● **Required tasks**:
**a.** Rewrite the patent claim's paragraph that begins "an execution core coupled to the register file" as a short list, keeping its main facts.
**b.** Answer these questions using the patent claim:
(i) How many claims does its header list?
(ii) Which vector register is the second result vector operand to be written to?
(iii) What is the defined value for shifting the second result vector operand computed to prevent?

● **Text passage**:
CPC G06F 9/30036 (2013.01) [G06F 11/1004 (2013.01)] | 15 Claims |
1. A processor comprising:
a register file comprising a plurality of vector registers; and
an execution core coupled to the register file, wherein the execution core is configured to execute a set of checksum instructions, wherein a first checksum instruction from the set of checksum instructions to specify a first vector operand, a second vector operand, and a result vector operand, wherein the first vector operand is in a first vector register of the plurality of vector registers, the second vector operand is in a second register of the plurality of vector registers, and the result vector operand is to be written to a third vector register of the plurality of vector registers, wherein to execute the first checksum instruction, the execution core is further configured to:
accumulate bytes from the first vector operand and the second vector operand into a first portion of the result vector operand and add the accumulated bytes from the first vector operand and the second vector operand to a previously generated value for a second portion of the result vector operand to generate the second portion written to the result vector operand, and wherein the execution core is further configured to:
execute the first checksum instruction consecutively with a block from a set of consecutive blocks from a data source, wherein each block from the set of consecutive blocks has a defined number of bytes, and wherein the execution of the first checksum instruction with the block generates the result vector operand; and
execute a second checksum instruction, wherein the execution core is further configured to:
specify a third vector operand, a fourth vector operand, and a second result vector operand, wherein the third vector operand is in a fourth vector register of the plurality of vector registers, the fourth vector operand is in a fifth register, and the second result vector operand is to be written to a sixth vector register of the plurality of vector registers, wherein the execution core is configured to:
multiply a first portion of vector elements of a third vector operand by at least one vector element of a fourth vector operand to generate a vector written to the second result vector operand;
shift the second result vector operand by a defined value, wherein the defined value is computed to prevent overflow; and
multiply the second result vector operand by at least one vector element of the fourth vector operand to generate a subtraction value and subtracting the second result vector operand by the subtraction value.
|

● **Given data**:
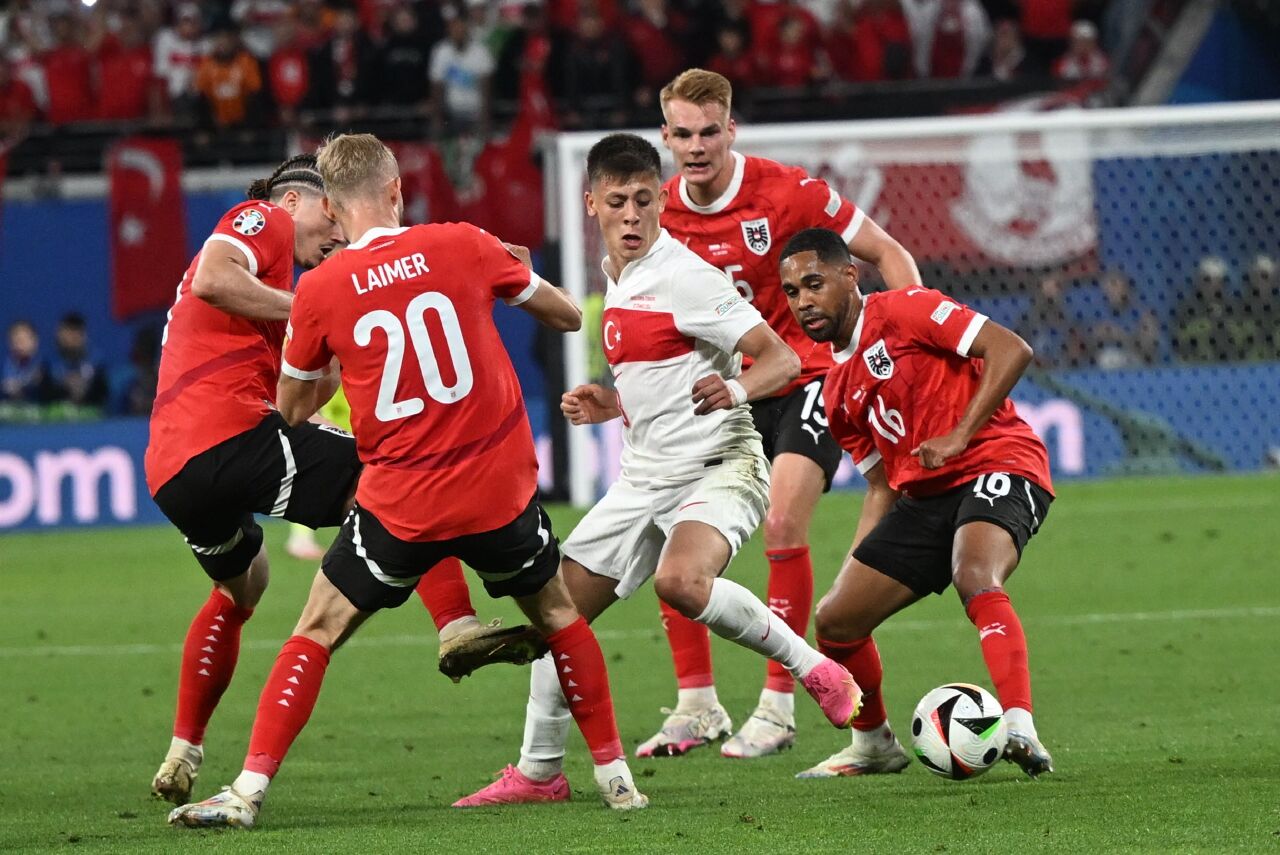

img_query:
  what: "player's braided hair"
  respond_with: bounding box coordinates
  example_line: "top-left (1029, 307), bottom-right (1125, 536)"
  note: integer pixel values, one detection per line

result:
top-left (244, 155), bottom-right (324, 201)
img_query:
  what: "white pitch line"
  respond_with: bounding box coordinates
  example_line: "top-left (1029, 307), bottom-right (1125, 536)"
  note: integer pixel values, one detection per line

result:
top-left (0, 605), bottom-right (1280, 659)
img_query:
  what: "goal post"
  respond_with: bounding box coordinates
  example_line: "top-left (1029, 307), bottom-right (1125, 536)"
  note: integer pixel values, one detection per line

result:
top-left (547, 102), bottom-right (1280, 506)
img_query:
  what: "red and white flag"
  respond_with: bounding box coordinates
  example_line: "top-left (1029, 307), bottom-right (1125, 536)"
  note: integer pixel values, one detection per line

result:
top-left (108, 137), bottom-right (188, 320)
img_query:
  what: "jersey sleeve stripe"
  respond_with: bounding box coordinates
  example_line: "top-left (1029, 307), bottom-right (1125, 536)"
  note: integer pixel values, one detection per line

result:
top-left (280, 360), bottom-right (326, 380)
top-left (855, 451), bottom-right (881, 475)
top-left (205, 232), bottom-right (259, 276)
top-left (503, 270), bottom-right (543, 306)
top-left (840, 207), bottom-right (867, 243)
top-left (956, 315), bottom-right (987, 356)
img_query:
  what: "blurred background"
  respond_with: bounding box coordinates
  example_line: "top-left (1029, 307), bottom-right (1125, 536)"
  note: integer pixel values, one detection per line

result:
top-left (0, 0), bottom-right (1280, 530)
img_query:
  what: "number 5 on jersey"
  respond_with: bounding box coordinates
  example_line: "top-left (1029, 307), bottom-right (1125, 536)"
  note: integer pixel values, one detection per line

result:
top-left (355, 291), bottom-right (474, 421)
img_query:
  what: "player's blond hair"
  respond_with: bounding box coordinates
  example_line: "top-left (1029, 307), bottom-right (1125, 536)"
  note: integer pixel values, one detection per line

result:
top-left (316, 133), bottom-right (399, 207)
top-left (659, 68), bottom-right (733, 116)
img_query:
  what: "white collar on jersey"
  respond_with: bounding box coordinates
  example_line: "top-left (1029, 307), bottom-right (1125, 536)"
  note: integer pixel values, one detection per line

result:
top-left (831, 294), bottom-right (867, 362)
top-left (600, 229), bottom-right (678, 284)
top-left (347, 225), bottom-right (408, 250)
top-left (680, 151), bottom-right (746, 214)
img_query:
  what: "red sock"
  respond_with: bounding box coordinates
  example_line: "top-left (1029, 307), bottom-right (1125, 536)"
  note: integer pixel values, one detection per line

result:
top-left (764, 547), bottom-right (814, 691)
top-left (965, 590), bottom-right (1032, 713)
top-left (417, 558), bottom-right (476, 631)
top-left (547, 617), bottom-right (625, 764)
top-left (658, 600), bottom-right (716, 689)
top-left (818, 635), bottom-right (888, 731)
top-left (244, 635), bottom-right (329, 777)
top-left (173, 589), bottom-right (253, 745)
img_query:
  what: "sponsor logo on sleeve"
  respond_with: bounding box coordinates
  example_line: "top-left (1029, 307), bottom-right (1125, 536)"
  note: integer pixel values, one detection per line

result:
top-left (863, 339), bottom-right (893, 380)
top-left (929, 300), bottom-right (960, 326)
top-left (232, 207), bottom-right (266, 237)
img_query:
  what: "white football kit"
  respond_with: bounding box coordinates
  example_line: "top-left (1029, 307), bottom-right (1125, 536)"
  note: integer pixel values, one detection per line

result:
top-left (562, 229), bottom-right (769, 598)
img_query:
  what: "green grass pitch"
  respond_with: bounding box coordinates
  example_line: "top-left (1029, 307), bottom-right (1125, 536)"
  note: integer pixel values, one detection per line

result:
top-left (0, 476), bottom-right (1280, 854)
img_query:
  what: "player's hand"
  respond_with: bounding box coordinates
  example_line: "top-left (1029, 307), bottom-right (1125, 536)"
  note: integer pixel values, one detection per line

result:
top-left (561, 383), bottom-right (622, 425)
top-left (502, 241), bottom-right (534, 270)
top-left (692, 374), bottom-right (737, 416)
top-left (911, 434), bottom-right (969, 468)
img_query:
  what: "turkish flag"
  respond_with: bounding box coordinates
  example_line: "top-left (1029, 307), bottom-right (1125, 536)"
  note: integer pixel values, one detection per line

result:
top-left (106, 137), bottom-right (188, 320)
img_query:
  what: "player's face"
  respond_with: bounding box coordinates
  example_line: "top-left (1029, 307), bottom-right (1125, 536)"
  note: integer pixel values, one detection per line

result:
top-left (586, 175), bottom-right (667, 273)
top-left (662, 99), bottom-right (737, 187)
top-left (291, 193), bottom-right (347, 270)
top-left (778, 251), bottom-right (863, 342)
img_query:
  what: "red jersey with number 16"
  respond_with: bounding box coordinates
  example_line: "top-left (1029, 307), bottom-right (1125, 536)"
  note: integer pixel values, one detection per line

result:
top-left (145, 201), bottom-right (293, 495)
top-left (282, 223), bottom-right (540, 541)
top-left (662, 151), bottom-right (865, 397)
top-left (823, 288), bottom-right (1053, 497)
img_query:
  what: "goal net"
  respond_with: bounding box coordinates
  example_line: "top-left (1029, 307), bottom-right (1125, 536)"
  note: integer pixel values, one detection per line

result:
top-left (548, 104), bottom-right (1280, 504)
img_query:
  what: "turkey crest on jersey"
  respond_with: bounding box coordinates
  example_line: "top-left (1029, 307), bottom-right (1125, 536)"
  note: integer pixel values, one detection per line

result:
top-left (742, 216), bottom-right (773, 255)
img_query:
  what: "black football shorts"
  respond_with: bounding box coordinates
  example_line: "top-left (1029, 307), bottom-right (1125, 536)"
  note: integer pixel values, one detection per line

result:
top-left (320, 493), bottom-right (559, 612)
top-left (751, 378), bottom-right (841, 493)
top-left (854, 472), bottom-right (1053, 596)
top-left (155, 412), bottom-right (360, 581)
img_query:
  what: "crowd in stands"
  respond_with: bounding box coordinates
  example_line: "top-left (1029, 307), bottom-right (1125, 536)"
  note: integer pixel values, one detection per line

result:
top-left (0, 0), bottom-right (1108, 137)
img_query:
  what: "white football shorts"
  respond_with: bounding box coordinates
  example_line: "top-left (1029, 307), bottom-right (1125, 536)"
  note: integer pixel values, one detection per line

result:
top-left (561, 453), bottom-right (769, 598)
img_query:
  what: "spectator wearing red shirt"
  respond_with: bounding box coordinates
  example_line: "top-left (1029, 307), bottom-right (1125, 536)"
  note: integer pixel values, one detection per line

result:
top-left (707, 23), bottom-right (759, 91)
top-left (95, 13), bottom-right (154, 119)
top-left (1053, 20), bottom-right (1111, 81)
top-left (40, 14), bottom-right (93, 124)
top-left (266, 17), bottom-right (311, 125)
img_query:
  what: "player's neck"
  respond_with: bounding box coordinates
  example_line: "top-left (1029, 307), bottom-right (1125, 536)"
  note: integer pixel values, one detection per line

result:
top-left (685, 163), bottom-right (736, 207)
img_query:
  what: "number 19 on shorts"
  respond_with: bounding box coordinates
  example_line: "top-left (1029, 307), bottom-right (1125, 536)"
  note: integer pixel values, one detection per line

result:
top-left (355, 291), bottom-right (475, 421)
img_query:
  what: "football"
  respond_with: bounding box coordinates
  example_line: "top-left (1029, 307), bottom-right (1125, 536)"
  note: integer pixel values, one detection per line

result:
top-left (911, 682), bottom-right (1007, 781)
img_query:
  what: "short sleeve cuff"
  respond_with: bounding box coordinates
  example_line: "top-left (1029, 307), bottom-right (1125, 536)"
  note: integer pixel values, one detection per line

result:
top-left (503, 270), bottom-right (543, 306)
top-left (854, 451), bottom-right (881, 475)
top-left (956, 315), bottom-right (987, 357)
top-left (280, 360), bottom-right (328, 380)
top-left (205, 232), bottom-right (259, 276)
top-left (840, 207), bottom-right (867, 243)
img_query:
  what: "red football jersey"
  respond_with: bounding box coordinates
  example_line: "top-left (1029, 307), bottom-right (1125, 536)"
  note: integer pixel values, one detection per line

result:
top-left (282, 223), bottom-right (540, 541)
top-left (146, 201), bottom-right (293, 495)
top-left (823, 288), bottom-right (1053, 497)
top-left (662, 151), bottom-right (865, 397)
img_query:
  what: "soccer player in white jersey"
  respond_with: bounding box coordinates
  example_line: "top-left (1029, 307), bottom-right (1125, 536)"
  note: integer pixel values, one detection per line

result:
top-left (454, 133), bottom-right (861, 808)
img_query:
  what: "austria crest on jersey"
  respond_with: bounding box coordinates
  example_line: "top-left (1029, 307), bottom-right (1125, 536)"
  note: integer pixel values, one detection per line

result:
top-left (863, 339), bottom-right (893, 380)
top-left (742, 216), bottom-right (773, 255)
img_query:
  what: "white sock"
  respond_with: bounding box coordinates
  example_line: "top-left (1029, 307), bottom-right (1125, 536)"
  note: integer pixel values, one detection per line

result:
top-left (676, 686), bottom-right (719, 713)
top-left (696, 579), bottom-right (823, 680)
top-left (440, 614), bottom-right (480, 644)
top-left (164, 736), bottom-right (205, 769)
top-left (232, 769), bottom-right (271, 804)
top-left (1005, 707), bottom-right (1039, 740)
top-left (595, 756), bottom-right (636, 792)
top-left (760, 689), bottom-right (796, 718)
top-left (517, 653), bottom-right (573, 781)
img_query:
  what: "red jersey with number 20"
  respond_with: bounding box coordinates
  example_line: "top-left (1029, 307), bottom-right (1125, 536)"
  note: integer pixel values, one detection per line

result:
top-left (823, 288), bottom-right (1053, 497)
top-left (662, 151), bottom-right (865, 397)
top-left (282, 223), bottom-right (541, 541)
top-left (146, 201), bottom-right (293, 495)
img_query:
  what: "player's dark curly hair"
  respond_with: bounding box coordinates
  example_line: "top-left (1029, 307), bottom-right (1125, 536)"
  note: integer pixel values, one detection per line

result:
top-left (244, 155), bottom-right (324, 201)
top-left (778, 229), bottom-right (854, 265)
top-left (586, 133), bottom-right (662, 184)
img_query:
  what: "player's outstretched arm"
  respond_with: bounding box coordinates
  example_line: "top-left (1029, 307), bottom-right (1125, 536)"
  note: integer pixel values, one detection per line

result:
top-left (911, 320), bottom-right (1034, 468)
top-left (561, 383), bottom-right (622, 425)
top-left (849, 218), bottom-right (922, 288)
top-left (191, 241), bottom-right (293, 320)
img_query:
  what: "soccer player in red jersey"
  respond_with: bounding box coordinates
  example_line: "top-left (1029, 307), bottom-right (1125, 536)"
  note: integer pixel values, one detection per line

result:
top-left (146, 155), bottom-right (534, 805)
top-left (637, 69), bottom-right (920, 758)
top-left (169, 134), bottom-right (648, 827)
top-left (781, 229), bottom-right (1053, 778)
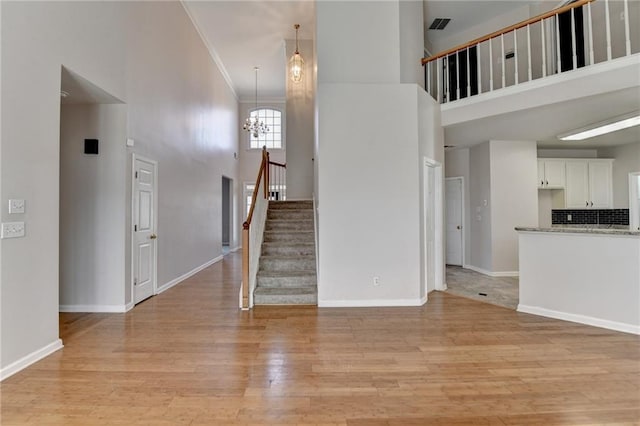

● **Problem solutions**:
**a.**
- The execution core is coupled to the register file.
- It is configured to execute a set of checksum instructions.
- A first checksum instruction specifies a first vector operand, a second vector operand, and a result vector operand.
- The first vector operand is in a first vector register, and the second vector operand is in a second register.
- The result vector operand is written to a third vector register.
- To execute the first checksum instruction, the core is further configured to carry out the steps that follow.

**b.**
(i) 15
(ii) The sixth vector register
(iii) Overflow